## [Work to be completed]
Check each line of the records for "below"; collect those that have it.

+++ Material for this exercise +++

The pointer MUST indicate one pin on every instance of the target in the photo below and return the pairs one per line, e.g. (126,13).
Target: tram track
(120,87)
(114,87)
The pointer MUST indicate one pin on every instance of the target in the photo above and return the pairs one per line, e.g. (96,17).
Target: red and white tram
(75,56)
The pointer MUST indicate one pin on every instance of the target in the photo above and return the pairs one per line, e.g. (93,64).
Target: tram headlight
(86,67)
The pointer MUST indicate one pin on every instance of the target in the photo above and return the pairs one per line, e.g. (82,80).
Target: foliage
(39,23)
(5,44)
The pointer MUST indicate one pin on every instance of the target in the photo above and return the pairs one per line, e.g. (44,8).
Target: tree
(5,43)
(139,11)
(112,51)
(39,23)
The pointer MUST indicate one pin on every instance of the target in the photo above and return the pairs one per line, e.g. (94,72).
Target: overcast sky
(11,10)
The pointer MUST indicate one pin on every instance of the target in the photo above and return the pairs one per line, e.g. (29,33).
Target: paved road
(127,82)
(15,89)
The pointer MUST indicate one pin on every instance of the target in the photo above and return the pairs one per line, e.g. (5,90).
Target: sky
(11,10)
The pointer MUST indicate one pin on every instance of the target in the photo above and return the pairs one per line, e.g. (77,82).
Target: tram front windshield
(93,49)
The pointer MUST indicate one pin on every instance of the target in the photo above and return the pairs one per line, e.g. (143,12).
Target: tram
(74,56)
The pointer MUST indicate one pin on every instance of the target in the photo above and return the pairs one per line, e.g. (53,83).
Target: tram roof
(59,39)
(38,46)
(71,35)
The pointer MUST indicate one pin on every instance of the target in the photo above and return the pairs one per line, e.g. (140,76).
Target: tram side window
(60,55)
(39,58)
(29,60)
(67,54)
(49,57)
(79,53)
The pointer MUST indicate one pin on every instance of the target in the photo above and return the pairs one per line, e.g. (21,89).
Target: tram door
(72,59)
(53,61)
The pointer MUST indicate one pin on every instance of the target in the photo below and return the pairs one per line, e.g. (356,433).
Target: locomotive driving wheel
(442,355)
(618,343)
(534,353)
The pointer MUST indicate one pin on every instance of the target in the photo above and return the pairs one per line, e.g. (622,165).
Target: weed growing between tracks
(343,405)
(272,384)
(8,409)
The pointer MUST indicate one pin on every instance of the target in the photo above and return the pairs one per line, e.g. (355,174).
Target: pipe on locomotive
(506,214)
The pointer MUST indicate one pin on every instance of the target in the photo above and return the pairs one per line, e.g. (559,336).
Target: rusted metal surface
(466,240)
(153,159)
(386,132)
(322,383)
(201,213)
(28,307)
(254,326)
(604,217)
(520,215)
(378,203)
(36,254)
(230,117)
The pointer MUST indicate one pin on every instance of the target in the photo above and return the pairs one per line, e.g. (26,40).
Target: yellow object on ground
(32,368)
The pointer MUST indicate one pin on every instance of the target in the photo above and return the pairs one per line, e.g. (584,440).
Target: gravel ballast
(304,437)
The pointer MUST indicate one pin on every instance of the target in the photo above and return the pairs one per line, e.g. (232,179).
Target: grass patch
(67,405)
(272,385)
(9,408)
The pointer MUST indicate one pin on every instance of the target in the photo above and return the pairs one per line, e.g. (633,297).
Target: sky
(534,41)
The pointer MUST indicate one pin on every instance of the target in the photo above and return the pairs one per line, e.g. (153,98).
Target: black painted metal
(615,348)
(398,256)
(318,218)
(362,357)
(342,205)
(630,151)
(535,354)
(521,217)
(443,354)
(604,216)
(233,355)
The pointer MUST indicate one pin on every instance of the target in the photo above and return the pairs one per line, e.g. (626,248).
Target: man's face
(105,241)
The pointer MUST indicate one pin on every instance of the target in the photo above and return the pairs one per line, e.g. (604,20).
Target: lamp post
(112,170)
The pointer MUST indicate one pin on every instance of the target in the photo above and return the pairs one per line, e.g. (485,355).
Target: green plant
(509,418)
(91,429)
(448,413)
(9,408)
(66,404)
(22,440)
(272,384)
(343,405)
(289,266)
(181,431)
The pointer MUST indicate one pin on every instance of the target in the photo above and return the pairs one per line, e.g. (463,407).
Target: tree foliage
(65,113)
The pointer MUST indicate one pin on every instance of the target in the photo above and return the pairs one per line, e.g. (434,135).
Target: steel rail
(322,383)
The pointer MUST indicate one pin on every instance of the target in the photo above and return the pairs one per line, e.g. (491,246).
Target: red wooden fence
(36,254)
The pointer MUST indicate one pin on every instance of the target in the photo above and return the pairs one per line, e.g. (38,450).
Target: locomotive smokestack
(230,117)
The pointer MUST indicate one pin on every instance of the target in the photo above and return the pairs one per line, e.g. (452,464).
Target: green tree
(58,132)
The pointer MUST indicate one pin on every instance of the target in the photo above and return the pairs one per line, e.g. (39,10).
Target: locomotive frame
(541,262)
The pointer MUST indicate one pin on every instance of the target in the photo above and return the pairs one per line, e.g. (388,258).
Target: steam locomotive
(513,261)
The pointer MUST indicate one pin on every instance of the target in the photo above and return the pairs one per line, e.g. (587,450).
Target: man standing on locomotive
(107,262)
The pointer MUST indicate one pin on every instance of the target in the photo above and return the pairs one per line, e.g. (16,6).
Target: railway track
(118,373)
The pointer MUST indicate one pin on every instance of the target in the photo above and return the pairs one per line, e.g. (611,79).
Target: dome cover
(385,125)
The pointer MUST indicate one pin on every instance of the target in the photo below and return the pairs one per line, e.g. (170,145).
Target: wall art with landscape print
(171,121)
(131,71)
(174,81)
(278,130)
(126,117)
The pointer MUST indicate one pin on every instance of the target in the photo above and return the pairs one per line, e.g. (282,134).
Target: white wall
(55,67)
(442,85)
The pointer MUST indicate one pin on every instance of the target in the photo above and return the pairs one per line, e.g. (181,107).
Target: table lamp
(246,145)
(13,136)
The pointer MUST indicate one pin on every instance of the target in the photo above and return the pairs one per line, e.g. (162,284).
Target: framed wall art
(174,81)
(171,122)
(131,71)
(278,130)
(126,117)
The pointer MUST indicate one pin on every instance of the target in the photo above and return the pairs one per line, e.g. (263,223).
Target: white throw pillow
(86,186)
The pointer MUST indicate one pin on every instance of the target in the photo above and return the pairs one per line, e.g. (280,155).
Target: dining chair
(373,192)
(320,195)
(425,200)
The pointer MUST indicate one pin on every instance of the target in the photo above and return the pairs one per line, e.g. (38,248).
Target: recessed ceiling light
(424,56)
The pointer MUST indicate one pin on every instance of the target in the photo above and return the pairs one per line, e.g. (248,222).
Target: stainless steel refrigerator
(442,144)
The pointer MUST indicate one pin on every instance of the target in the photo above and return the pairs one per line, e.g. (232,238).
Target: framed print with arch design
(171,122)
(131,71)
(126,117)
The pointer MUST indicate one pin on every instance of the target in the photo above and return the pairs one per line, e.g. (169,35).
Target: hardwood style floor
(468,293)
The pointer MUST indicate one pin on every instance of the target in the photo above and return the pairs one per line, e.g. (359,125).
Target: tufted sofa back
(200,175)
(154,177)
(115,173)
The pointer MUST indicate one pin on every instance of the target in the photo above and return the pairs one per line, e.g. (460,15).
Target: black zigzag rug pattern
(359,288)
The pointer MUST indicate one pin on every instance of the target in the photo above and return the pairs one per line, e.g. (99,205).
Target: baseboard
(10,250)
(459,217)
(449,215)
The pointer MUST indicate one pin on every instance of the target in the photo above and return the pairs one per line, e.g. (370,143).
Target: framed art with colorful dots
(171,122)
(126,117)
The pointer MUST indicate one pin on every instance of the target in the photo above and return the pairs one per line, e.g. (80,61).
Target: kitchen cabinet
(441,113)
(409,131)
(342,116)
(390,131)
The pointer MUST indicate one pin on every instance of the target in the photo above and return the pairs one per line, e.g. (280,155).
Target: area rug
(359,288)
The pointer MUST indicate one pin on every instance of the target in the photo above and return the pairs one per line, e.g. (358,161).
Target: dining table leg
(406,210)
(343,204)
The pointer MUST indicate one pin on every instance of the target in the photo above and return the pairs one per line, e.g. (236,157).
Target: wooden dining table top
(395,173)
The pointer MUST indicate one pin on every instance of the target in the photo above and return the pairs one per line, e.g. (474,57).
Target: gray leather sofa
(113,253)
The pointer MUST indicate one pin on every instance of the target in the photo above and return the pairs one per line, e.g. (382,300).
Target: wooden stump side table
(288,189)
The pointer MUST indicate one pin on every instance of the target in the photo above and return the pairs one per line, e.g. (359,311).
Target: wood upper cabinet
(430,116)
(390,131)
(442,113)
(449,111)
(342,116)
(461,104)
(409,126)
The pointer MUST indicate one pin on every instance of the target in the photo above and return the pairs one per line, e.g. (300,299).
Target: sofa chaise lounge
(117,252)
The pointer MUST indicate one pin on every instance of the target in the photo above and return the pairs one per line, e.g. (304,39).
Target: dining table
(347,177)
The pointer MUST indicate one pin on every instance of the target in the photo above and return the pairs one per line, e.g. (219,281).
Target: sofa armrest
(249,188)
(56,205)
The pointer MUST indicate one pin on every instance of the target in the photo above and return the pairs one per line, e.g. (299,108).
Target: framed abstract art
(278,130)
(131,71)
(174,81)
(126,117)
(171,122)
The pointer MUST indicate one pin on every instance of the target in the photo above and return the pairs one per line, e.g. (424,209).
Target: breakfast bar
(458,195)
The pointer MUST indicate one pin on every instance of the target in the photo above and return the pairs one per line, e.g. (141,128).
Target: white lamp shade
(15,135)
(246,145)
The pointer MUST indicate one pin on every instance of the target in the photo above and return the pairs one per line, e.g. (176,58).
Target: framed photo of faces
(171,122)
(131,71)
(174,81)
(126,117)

+++

## [Response area]
The pointer MUST indicate one pin on every instance of the target in the photo below and return the pairs one per line, e.g. (126,13).
The pointer MUST indicate one pin on every instance of the target in the photo below and return the pairs one per line, e.g. (356,433).
The pointer MUST indicate one pin on every instance of the target in the photo below and return the pairs one per line, e.g. (170,145).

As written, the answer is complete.